▶ _TASK A_:
Update the passage of the article on school push-outs between "SEE ALSO: 'For" and "under extenuating circumstances.", inclusive, swapping "counseling" for "mentoring".

▶ _PAGE EXTRACT_:
○ ○ ○ ○ ○ ○ ○
However, Tanisha felt like there was nothing she could do to prevent being late and feels that her truancies should have been discussed.

Ronnie Dunmore was expelled when he was in high school. He attended Manual Arts High School (Los Angeles) from 2009-2010, and was expelled after his first offense. “I was caught in the middle of a race riot,” he says.  According to Dunmore, the school pushed him out because he was perceived as a threat.

Amidst school push outs, there is a plethora of contributing factors: youth are discouraged by schools, and invited to a life of crime. Take Andrea Vargas for example: Vargas is a young Hispanic woman and a current high school student living in a group home. 

“I was a foster child, so growing up, we moved a lot, and because I moved so many times, as far as being enrolled in school, it made me miss out on a lot of work. Besides that, I felt brushed to the side, and wouldn’t go to school for months at a time.”

According to the California Defense Fund, there were over 700,000 suspensions given to children attending public schools in California in the 2010-2011 school year. The Defense Fund found that when a child is removed from the classroom for disciplinary action, it could result in “hours, days or weeks of lost instructional time and is more often occurring at schools primarily attended by children of color.”

A second Defense Fund studyfinds that the overuse of suspensions and expulsions on students can contribute to academic and social disengagement, which in turn could "that increases the likelihood of additional disciplinary exclusions, academic failure, and eventually, drop-out or push-out.

SEE ALSO: 'For More Teens, Arrests by Police Replace School Discipline'

These impacted youth, joined with organizers brainstormed possible solutions such as a change in school curriculum, less harmful disciplinary action and options for counseling. Although community organizers attribute the pipeline as a result of stigmatizing and punishing certain behaviors, school officials say that they resist suspending and expelling students, and only do so under extenuating circumstances.

Shawn Ashley, principal at Jordan High School Long Beach says, “I think there’s two victims in this case, one victim is the young man or the young woman that is disrupting the class, they’re a victim of their behavior because they are preventing themselves from getting an education, but we also have a responsibility to the other 37 kids who are sitting in that class.”

Aside from securing the classroom from disruptive behavior, discipline is also based on privilege and reputation.

Jack Graham, Deputy Probation Officer Jordan high school of Long Beach has dealt with every kind of student, “Usually, if the kid is in violation of a school policy-get’s into a fight, and that’s not his first time, usually they give him a day’s suspension.”

He says, “I have kids on my caseload that are first time offenders, making good grades in school, both parents in the household. Then I have kids on my caseload who come from single-parent households, don’t have the support, get involved with gangs and become a criminal.”
○ ○ ○ ○ ○ ○ ○
▶ _PROVIDED MATERIAL_:
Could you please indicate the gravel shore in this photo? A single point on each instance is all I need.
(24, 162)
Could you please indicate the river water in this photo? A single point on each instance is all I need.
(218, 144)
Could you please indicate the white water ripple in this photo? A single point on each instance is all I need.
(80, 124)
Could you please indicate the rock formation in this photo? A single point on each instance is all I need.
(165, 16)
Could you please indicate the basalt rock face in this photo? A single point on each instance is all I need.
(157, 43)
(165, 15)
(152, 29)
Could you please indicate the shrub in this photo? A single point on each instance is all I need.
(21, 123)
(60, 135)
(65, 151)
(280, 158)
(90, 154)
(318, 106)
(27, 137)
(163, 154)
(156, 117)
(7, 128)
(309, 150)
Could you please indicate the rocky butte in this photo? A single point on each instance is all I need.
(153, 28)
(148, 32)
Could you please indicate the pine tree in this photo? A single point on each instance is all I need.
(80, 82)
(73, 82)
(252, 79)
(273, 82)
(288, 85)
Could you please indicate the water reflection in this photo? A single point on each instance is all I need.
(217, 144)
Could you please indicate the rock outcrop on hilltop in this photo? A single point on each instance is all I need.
○ ○ ○ ○ ○ ○ ○
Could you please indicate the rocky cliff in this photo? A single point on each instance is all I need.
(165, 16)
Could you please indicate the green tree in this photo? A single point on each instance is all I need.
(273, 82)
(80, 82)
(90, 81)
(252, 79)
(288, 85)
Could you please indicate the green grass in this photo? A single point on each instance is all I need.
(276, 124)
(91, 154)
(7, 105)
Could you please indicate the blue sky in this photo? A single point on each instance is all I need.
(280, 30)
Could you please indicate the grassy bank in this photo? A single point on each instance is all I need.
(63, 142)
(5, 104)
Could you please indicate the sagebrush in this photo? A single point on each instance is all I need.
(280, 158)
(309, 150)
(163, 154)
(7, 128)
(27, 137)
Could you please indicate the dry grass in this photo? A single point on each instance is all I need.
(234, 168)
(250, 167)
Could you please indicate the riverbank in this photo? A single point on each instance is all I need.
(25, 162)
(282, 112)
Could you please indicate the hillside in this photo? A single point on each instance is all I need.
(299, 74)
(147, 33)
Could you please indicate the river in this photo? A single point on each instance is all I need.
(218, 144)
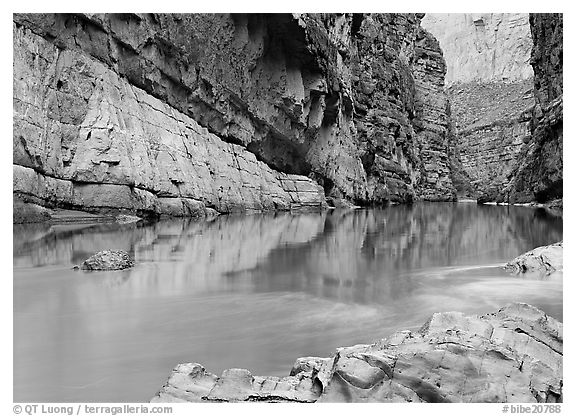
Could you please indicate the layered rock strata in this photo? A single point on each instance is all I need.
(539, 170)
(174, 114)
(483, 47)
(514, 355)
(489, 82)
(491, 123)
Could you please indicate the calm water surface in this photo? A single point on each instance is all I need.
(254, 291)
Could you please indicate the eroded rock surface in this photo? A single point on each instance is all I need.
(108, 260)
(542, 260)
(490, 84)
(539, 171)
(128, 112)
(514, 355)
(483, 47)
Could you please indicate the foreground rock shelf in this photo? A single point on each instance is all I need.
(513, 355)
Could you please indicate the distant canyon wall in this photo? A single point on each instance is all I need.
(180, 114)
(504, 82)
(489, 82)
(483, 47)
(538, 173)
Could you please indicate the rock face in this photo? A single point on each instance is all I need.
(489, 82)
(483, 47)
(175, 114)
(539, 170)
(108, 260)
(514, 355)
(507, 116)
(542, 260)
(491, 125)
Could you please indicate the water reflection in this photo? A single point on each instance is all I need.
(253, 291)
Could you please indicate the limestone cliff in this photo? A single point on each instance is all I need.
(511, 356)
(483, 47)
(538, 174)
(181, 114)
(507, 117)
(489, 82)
○ ○ ○ ○ ○ ○ ○
▶ _TASK B_:
Report each line of the records that contains the string "cliff".

▶ _FULL OUTPUT A_:
SEE ALSO: 'For More Teens, Arrests by Police Replace School Discipline'

These impacted youth, joined with organizers brainstormed possible solutions such as a change in school curriculum, less harmful disciplinary action and options for mentoring. Although community organizers attribute the pipeline as a result of stigmatizing and punishing certain behaviors, school officials say that they resist suspending and expelling students, and only do so under extenuating circumstances.

▶ _FULL OUTPUT B_:
Could you please indicate the rocky cliff in this photo? A single point on each instance is all I need.
Could you please indicate the limestone cliff in this photo? A single point on each instance is all I need.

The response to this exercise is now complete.